#### Task statement:
Identify all lines of the data containing the string "black" and copy them.

#### Study material:
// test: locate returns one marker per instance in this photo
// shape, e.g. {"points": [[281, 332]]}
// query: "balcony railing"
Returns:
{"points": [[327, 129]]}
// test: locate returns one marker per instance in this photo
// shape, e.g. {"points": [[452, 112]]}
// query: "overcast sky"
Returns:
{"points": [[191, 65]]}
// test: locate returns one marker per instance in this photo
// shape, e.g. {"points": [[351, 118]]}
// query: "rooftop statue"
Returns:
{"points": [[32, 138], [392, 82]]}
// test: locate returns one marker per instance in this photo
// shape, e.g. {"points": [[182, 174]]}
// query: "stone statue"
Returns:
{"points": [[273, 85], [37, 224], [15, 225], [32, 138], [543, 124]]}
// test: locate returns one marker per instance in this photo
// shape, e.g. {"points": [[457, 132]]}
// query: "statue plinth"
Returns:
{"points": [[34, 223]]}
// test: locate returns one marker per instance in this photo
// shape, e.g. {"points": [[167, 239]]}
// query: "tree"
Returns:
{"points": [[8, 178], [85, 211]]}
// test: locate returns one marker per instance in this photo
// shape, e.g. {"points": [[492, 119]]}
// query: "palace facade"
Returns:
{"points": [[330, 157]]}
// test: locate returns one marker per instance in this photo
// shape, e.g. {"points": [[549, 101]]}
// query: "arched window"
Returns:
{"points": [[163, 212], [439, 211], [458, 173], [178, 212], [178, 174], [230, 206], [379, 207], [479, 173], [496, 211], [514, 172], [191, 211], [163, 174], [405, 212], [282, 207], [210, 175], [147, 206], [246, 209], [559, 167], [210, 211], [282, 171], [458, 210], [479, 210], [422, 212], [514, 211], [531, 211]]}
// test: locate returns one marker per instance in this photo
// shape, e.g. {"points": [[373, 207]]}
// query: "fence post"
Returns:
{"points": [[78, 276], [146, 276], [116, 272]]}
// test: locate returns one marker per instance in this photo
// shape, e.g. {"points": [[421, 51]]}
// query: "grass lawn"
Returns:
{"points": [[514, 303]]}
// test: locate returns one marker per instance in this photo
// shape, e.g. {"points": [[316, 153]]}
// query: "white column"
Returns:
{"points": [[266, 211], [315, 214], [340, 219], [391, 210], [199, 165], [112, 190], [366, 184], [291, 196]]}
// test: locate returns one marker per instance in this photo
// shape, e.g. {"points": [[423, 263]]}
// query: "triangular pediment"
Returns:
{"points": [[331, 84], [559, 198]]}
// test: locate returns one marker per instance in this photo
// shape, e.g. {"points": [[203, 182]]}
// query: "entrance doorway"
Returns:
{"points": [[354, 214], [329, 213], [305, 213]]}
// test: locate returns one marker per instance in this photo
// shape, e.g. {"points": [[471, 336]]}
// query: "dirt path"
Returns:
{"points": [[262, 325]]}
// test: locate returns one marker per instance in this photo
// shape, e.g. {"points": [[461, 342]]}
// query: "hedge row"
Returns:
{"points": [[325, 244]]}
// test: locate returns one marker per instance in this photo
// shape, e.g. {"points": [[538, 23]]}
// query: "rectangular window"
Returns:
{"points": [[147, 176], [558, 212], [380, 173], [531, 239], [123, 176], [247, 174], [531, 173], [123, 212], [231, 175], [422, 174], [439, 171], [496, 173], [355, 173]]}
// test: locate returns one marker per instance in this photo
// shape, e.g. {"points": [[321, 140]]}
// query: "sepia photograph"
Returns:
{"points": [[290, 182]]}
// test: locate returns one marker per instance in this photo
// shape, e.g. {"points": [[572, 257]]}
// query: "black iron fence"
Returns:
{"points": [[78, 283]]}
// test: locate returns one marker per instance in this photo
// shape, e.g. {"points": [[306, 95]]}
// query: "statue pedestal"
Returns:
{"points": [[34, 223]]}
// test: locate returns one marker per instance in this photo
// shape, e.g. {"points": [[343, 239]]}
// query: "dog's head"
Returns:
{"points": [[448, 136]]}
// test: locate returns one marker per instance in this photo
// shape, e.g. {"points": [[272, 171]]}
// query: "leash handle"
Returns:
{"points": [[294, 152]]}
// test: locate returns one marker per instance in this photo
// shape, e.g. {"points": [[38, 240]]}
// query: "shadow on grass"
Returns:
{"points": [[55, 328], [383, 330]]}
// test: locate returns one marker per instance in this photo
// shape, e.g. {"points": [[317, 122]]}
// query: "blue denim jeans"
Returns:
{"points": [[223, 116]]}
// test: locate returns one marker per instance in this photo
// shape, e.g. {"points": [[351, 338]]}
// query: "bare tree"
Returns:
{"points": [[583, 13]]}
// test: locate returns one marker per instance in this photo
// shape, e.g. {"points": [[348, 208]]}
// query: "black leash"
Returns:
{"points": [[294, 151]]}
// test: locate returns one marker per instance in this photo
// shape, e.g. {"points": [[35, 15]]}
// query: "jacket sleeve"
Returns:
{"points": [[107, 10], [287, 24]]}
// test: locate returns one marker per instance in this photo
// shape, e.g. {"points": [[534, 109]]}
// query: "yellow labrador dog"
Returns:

#### Reply:
// query: "black iron fence"
// query: "black leash"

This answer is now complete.